┌─ 本文抜粋
説明

センサ付車輪用軸受

【課題】 外部環境の影響によるセンサの故障を確実に防止して、車輪用軸受やタイヤ接地面に作用する荷重を長期にわたり正確に検出でき、ケーブルの配線処理やセンサの組付けも容易なセンサ付車輪用軸受を提供する。
【解決手段】 車輪用軸受は、外方部材1と内方部材2の対向し合う複列の転走面3,4間に転動体5を介在させてなる。複数のセンサユニット20と、そのセンサ出力信号を処理する信号処理用IC25と、処理された出力信号を軸受外部へ取り出す信号ケーブル26とを含む電子部品を、円環状の保護カバー27の内側に配置して円環状のセンサ組立品28とする。センサ組立品28はシール部材40を介して、外方部材1および内方部材2のうち固定側部材の周面に固定側部材と同心に取付ける。

【発明の詳細な説明】
【技術分野】
【0001】
この発明は、車輪の軸受部にかかる荷重を検出する荷重センサを内蔵したセンサ付車輪用軸受に関する。
【背景技術】
【0002】
自動車の各車輪にかかる荷重を検出する技術として、車輪用軸受の固定輪である外輪のフランジ部外径面に歪みセンサを設け、荷重を検出するようにしたセンサ付車輪用軸受が提案されている(例えば特許文献1)。また、図20のように、車輪用軸受の外輪50に歪みゲージ51を貼り付け、歪みを検出するようにした車輪用軸受も提案されている(例えば特許文献2)。
└─
┌─ データ記録
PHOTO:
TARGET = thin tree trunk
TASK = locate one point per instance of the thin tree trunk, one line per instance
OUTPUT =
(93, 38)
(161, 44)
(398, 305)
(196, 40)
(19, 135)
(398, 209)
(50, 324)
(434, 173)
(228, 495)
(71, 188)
└─
作業内容 =>
A. センサ付車輪用軸受に関する本文抜粋について、次の問いに答えよ。
(i) 保護カバー27はどのような形状か。
(ii) 特許文献1の車輪用軸受では、歪みセンサはどこに設けられているか。
(iii) 図20の車輪用軸受では、外輪50に何が貼り付けられているか。
B. データソースからの記録を、すべての行を順序どおりにそのまま複製せよ。
これらの記録は本文とは関係がない。

解答 =>
A.
(i) 円環状
(ii) 固定輪である外輪のフランジ部外径面
(iii) 歪みゲージ51

B.
PHOTO:
TARGET = thin tree trunk
TASK = locate one point per instance of the thin tree trunk, one line per instance
OUTPUT =
(93, 38)
(161, 44)
(398, 305)
(196, 40)
(19, 135)
(398, 209)
(50, 324)
(434, 173)
(228, 495)
(71, 188)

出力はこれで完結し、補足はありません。